Problem requirements: Check every line of the entries for "statue", and copy the lines that hold it.

★ ★ ★

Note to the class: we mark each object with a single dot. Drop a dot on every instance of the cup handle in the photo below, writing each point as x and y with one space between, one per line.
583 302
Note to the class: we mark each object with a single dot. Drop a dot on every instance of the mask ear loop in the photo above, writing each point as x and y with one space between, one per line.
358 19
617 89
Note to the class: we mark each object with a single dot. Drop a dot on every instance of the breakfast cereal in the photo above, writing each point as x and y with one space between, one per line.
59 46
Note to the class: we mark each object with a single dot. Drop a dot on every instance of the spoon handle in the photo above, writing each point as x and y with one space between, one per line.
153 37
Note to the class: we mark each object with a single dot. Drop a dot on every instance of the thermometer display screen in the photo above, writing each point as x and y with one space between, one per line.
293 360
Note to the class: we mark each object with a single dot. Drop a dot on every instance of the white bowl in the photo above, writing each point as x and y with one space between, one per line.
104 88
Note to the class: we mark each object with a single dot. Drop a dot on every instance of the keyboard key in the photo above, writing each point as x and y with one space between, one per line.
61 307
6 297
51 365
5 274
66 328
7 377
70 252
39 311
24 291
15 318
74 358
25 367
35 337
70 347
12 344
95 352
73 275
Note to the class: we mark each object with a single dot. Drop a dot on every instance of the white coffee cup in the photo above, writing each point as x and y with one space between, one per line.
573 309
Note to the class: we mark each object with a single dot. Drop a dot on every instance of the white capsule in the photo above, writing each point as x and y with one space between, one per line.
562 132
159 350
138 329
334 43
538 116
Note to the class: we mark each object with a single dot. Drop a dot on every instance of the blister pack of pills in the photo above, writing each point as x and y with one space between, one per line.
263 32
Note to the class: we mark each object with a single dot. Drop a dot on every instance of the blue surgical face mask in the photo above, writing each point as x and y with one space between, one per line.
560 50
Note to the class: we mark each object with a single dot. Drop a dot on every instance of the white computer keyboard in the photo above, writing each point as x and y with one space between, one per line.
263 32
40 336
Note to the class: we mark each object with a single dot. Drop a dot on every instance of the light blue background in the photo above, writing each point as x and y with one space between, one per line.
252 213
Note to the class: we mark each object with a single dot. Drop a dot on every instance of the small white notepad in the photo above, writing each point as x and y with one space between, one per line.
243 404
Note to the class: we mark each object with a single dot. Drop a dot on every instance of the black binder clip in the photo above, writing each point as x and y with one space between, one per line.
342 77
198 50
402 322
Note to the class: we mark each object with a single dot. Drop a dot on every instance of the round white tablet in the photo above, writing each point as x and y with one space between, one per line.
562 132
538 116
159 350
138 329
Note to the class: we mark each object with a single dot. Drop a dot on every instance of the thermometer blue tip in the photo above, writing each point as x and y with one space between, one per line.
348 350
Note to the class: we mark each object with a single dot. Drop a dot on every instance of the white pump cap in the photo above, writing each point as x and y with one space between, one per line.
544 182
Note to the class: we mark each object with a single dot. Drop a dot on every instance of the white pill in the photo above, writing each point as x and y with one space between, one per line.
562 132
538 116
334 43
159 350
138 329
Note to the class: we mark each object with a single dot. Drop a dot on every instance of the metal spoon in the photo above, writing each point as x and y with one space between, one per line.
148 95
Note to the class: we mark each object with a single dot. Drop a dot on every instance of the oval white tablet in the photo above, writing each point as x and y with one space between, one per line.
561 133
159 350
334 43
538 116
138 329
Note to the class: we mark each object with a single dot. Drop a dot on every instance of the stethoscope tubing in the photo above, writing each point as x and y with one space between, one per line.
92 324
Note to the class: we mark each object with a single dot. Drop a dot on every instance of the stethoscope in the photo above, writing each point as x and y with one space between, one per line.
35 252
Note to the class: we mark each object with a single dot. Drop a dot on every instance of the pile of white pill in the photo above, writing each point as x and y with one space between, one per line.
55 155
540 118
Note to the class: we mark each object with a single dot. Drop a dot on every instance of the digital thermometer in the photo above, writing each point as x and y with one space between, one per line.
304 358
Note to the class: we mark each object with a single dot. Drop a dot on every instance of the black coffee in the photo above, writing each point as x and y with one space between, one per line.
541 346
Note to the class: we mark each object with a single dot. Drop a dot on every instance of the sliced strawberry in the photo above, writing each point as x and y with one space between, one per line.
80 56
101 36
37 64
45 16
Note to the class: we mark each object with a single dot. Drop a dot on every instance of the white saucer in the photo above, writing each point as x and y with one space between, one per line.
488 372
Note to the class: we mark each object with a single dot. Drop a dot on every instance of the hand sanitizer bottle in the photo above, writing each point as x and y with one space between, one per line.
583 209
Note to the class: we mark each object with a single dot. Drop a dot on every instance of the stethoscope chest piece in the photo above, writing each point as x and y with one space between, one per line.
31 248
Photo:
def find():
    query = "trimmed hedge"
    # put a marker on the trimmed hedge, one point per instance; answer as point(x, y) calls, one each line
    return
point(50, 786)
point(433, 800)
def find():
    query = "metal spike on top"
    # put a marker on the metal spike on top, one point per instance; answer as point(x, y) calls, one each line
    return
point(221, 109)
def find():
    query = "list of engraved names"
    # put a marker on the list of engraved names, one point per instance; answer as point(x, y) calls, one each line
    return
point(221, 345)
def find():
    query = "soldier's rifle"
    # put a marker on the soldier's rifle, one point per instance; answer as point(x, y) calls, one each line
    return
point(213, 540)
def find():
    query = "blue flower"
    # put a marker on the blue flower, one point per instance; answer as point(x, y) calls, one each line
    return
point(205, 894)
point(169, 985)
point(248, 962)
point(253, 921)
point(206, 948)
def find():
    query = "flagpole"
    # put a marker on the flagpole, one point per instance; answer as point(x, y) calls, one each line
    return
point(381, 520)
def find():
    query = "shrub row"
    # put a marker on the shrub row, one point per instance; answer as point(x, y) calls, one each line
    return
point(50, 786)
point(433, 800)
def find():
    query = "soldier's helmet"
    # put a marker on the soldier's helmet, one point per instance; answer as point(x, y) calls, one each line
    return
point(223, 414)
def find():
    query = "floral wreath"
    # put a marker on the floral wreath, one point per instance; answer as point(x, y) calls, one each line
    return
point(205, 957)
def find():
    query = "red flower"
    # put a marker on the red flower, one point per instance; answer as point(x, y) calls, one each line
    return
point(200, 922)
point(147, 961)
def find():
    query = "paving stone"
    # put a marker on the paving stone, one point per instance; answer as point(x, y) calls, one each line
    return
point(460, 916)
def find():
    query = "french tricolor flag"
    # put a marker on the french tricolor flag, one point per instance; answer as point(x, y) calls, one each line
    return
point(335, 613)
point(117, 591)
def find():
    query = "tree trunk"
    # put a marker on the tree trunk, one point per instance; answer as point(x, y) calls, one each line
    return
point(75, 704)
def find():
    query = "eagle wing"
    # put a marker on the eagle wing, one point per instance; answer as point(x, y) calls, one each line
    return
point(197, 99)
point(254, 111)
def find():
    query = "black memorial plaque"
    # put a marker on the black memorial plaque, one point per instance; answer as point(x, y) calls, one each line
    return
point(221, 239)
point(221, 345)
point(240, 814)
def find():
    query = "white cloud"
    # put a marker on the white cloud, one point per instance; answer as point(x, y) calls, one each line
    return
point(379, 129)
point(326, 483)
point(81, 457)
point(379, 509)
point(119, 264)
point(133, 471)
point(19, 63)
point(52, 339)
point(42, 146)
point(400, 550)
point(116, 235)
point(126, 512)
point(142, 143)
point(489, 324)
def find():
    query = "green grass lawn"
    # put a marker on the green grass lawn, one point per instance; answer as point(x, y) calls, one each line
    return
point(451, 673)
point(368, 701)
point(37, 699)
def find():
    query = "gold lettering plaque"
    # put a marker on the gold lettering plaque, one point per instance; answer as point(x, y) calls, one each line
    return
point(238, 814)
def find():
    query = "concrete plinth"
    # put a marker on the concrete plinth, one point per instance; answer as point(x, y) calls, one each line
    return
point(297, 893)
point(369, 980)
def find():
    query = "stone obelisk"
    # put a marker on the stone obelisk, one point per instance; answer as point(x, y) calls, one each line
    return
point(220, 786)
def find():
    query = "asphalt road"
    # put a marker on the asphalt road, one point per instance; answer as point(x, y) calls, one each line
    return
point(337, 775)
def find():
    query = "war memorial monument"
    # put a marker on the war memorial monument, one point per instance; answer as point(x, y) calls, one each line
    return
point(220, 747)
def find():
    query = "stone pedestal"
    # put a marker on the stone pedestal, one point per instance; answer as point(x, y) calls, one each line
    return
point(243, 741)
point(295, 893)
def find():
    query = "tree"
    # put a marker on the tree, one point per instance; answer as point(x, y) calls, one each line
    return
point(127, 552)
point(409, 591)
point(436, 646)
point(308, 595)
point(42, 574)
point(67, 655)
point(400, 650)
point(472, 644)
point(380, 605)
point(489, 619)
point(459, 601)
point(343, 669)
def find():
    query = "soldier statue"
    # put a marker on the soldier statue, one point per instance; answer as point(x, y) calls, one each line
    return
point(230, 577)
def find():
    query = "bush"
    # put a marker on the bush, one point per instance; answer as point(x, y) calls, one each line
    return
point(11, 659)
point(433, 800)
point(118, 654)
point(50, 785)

★ ★ ★

Answer for this exercise:
    query = "soldier statue"
    # put a marker on the soldier statue, one point per instance; answer as point(x, y) calls, one each line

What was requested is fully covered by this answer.